End-to-end encryption of payment card data is all the rage among vendors to the merchant-acquiring industry, but vendors themselves believe it will take a long time for merchants to begin using their new technology. Asked how long they believe it will take for the majority of U.S. card-accepting merchants to adopt end-to-end encryption (E2EE), seven of nine leading vendors surveyed by Aite Group LLC said it’s likely or very likely it will take up to five years.
The thinking of the vendors, which of course have a direct interest in speedy and widespread adoption, varies widely, however. While five years was the most common answer, five companies said it was likely or highly likely that adoption of E2EE by a majority of merchants would occur in just three years. Six of the nine believe E2EE will have widespread adoption in seven years, and none believe the majority of merchants won’t ever use the system.
The stakes are high for the vendors because E2EE, due to its cost, the amount of fraud it would reduce, its relative ease of implementation and return on investment, has emerged as the likely winner in a race of technologies to better protect cardholder data in the wake of a series of massive merchant and processor data breaches. In an earlier report, Aite estimated that a nationwide E2EE rollout would cost $4 billion and take two years, but it would eliminate $2.5 billion in fraud annually (Digital Transactions News, Jan. 13).
Merchants are buying into E2EE not just because they want to reduce fraud. They also want to reduce their burdens of complying with the Payment Card Industry data-security standard, or PCI, which many regard as a costly annoyance. Asked about the reasons merchants are buying E2EE systems, eight of the nine vendors said securing card data was a high or very high merchant priority. An equal number, however, also said “offloading some PCI DSS requirements” was a high or very high priority. Seven vendors said it’s likely or very likely they’ll promote E2EE as a way to offload PCI compliance.
“That’s the big pitch,” Aite senior analyst Nick Holland, author of both reports, tells Digital Transactions News. “They see it on par.”

---

YOUR OBJECTIVE:
Retype the card-encryption article, everything from "The thinking of" down to "use the system.". The entries that follow were taken from a separate source.

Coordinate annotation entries
---

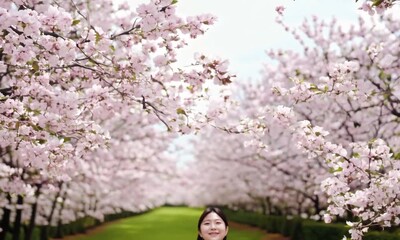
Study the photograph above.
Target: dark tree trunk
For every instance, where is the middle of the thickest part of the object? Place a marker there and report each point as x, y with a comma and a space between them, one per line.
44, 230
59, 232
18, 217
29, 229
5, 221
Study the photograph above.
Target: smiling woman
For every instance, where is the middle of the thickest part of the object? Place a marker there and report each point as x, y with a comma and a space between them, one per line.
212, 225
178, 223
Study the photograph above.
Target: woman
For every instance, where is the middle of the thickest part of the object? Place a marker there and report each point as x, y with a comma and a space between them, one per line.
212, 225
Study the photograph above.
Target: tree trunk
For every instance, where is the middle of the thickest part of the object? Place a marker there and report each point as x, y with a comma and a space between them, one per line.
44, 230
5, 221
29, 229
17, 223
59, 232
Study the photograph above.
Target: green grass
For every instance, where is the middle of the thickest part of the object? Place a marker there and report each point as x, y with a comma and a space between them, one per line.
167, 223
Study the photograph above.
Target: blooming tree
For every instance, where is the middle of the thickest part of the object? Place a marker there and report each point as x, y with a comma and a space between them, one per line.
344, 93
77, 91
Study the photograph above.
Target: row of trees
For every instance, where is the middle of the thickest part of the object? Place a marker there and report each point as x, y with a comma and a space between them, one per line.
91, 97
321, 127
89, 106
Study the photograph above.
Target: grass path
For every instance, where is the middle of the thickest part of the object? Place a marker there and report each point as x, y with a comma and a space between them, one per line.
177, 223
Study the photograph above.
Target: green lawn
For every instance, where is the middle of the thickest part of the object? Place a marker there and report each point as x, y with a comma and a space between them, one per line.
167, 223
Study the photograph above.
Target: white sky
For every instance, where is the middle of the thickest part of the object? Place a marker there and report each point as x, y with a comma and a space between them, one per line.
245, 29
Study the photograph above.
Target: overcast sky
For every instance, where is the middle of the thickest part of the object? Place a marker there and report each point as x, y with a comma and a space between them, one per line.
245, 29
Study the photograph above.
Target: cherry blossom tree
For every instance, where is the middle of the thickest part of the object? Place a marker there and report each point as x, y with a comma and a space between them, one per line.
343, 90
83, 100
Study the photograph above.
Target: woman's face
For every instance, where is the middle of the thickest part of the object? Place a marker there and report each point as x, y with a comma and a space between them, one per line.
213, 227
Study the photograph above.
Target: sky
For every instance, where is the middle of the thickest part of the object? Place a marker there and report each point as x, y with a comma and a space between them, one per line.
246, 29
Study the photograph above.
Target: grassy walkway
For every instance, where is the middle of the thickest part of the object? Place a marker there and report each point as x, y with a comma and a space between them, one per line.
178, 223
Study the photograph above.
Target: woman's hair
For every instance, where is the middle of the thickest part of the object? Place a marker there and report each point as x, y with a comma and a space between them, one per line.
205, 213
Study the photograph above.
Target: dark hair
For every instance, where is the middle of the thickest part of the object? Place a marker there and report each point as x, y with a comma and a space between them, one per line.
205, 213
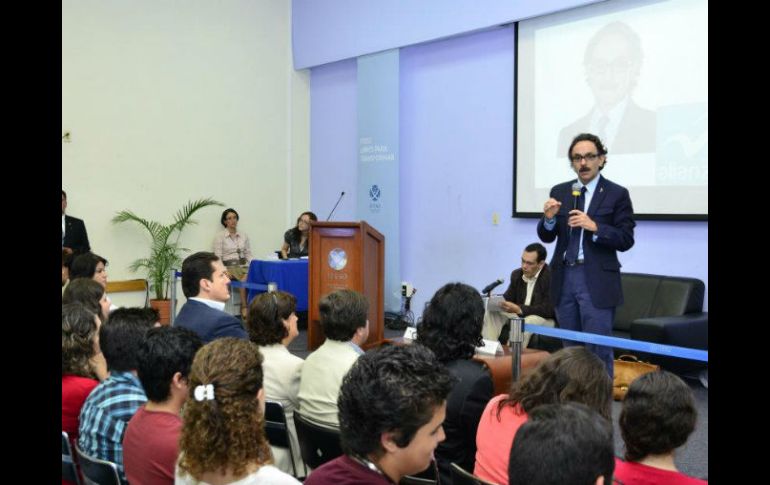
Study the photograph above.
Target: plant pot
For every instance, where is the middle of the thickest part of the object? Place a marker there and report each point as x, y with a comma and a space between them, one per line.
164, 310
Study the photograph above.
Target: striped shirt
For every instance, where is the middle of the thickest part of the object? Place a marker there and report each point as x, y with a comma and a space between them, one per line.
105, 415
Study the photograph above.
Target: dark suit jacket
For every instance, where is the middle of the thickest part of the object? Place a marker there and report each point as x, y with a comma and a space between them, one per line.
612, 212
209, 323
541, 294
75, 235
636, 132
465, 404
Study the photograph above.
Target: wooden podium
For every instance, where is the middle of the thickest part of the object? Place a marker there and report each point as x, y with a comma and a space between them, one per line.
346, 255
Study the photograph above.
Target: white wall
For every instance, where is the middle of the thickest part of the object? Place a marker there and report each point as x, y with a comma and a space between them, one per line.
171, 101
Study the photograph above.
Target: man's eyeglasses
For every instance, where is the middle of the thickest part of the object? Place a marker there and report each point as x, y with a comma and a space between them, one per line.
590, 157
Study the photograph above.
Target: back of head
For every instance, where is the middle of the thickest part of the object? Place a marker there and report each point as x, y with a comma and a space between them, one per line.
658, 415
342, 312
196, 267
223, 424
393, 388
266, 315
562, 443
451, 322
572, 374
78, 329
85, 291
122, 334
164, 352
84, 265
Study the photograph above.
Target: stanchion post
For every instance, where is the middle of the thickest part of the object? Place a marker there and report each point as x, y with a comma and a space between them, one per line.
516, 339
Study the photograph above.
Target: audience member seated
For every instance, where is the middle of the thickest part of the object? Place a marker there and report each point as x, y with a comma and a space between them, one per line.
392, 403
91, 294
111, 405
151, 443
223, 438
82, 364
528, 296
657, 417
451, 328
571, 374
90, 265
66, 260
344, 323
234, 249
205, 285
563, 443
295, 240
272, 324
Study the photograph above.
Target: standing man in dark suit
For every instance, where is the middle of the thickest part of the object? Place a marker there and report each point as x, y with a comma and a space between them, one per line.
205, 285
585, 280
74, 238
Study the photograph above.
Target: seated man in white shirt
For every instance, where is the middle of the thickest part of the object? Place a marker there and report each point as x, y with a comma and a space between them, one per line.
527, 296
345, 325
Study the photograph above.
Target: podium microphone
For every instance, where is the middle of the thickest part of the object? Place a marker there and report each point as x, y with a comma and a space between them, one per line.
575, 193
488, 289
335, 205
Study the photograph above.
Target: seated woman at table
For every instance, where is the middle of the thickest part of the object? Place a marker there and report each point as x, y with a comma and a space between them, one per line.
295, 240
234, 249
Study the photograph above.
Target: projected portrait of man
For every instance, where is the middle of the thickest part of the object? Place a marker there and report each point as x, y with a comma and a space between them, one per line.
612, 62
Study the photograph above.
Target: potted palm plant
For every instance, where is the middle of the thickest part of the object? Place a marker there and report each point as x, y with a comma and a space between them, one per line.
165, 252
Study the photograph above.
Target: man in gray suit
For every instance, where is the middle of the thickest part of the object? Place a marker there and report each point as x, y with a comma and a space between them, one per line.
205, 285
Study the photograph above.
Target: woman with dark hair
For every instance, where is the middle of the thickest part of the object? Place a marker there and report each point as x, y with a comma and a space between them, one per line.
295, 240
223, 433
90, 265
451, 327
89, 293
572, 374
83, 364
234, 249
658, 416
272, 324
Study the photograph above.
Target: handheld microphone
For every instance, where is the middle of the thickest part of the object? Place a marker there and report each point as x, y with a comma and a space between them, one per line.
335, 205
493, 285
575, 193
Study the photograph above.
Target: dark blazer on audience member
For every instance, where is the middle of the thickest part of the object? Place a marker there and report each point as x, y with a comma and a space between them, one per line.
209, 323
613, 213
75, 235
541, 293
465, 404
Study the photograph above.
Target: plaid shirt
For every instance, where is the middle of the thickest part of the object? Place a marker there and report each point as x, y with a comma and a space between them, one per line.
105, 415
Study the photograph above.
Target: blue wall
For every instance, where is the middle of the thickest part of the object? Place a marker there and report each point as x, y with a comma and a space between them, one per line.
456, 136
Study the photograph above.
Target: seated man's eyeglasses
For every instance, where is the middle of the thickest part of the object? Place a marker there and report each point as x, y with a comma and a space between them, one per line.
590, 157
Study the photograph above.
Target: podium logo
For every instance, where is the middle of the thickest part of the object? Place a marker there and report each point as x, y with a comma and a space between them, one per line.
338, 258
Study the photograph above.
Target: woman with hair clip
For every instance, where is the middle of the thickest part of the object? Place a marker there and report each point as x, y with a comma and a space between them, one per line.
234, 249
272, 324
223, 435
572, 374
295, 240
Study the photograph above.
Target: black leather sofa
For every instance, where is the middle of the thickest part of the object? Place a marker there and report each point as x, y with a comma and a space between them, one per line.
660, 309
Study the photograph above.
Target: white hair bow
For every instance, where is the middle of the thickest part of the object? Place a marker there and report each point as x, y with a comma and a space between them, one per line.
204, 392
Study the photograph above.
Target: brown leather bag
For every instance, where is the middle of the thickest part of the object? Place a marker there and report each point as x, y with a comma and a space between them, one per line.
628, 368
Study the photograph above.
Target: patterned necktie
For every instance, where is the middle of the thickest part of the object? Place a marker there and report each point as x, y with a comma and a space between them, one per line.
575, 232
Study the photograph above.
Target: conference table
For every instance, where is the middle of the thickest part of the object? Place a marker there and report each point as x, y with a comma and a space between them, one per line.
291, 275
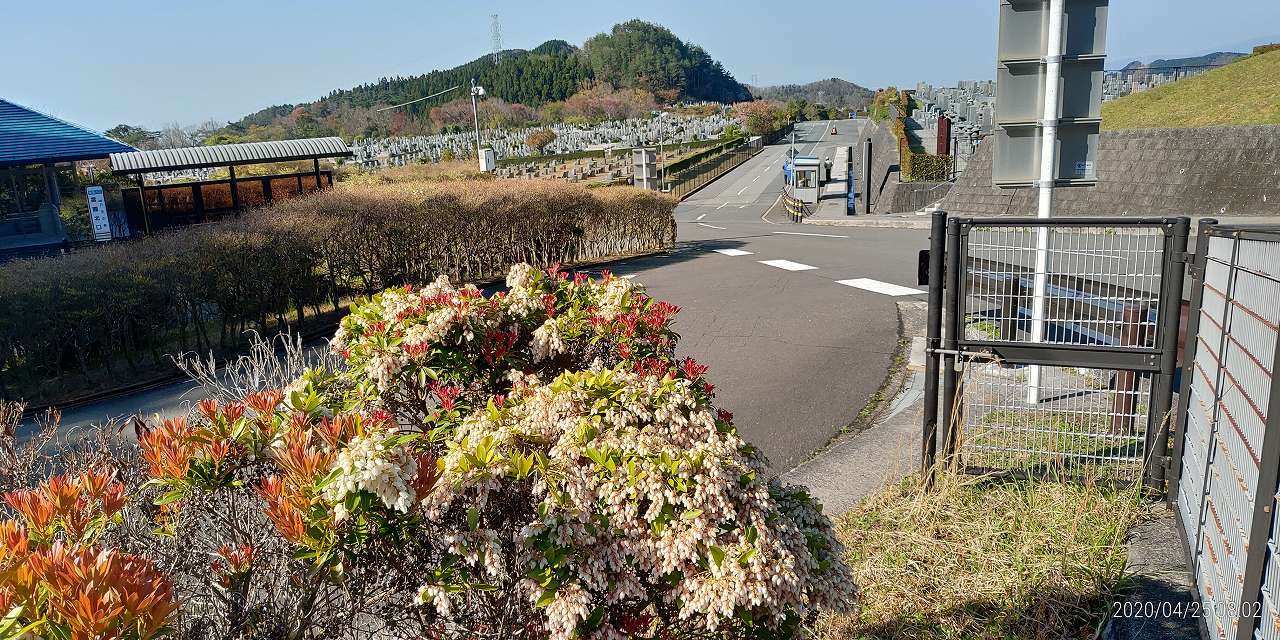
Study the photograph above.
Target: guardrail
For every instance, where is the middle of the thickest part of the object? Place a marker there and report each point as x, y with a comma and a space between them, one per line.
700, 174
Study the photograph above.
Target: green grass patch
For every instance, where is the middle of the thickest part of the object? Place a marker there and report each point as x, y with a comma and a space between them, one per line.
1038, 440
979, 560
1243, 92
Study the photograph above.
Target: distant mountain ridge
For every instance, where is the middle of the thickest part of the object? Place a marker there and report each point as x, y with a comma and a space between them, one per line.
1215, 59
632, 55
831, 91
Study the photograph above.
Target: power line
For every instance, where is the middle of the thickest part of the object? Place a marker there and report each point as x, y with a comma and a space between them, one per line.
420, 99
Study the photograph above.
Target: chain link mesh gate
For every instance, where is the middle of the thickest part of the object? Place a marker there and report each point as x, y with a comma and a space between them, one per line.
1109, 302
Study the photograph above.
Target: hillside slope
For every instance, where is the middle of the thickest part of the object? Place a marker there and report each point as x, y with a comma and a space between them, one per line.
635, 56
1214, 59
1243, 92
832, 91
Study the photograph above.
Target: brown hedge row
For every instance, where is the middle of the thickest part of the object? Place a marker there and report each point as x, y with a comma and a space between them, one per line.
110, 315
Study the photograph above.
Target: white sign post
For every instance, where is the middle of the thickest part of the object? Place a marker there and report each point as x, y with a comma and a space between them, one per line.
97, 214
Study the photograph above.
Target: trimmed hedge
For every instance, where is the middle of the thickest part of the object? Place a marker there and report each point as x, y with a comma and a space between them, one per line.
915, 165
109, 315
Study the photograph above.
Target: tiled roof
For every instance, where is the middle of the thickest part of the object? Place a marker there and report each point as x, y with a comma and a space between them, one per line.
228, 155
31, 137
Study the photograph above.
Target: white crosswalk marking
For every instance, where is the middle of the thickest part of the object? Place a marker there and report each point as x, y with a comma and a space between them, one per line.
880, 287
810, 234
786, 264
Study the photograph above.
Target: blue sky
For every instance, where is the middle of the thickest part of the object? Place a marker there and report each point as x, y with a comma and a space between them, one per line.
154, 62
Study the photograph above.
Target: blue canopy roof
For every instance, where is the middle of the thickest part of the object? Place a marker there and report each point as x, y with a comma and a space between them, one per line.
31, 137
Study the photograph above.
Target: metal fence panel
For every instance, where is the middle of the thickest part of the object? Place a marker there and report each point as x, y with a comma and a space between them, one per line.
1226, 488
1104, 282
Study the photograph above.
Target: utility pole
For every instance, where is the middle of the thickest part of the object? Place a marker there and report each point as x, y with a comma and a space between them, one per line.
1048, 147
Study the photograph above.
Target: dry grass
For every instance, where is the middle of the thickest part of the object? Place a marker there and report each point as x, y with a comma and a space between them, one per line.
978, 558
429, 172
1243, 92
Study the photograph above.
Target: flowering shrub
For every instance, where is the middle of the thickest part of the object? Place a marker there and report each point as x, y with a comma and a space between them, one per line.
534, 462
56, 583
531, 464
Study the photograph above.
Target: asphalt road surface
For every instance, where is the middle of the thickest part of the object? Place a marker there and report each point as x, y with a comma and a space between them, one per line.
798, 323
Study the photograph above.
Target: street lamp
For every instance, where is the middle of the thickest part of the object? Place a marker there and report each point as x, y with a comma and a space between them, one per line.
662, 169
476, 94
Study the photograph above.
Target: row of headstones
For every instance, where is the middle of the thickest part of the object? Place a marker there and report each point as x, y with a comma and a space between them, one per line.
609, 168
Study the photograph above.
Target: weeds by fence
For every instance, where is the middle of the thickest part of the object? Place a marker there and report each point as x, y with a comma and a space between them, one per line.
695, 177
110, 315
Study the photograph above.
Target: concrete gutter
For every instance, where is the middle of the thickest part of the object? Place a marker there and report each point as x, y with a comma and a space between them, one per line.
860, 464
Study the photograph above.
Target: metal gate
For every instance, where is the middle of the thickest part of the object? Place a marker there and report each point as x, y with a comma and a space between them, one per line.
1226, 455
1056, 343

---

WRITTEN ANSWER:
The thinking of the vendors, which of course have a direct interest in speedy and widespread adoption, varies widely, however. While five years was the most common answer, five companies said it was likely or highly likely that adoption of E2EE by a majority of merchants would occur in just three years. Six of the nine believe E2EE will have widespread adoption in seven years, and none believe the majority of merchants won’t ever use the system.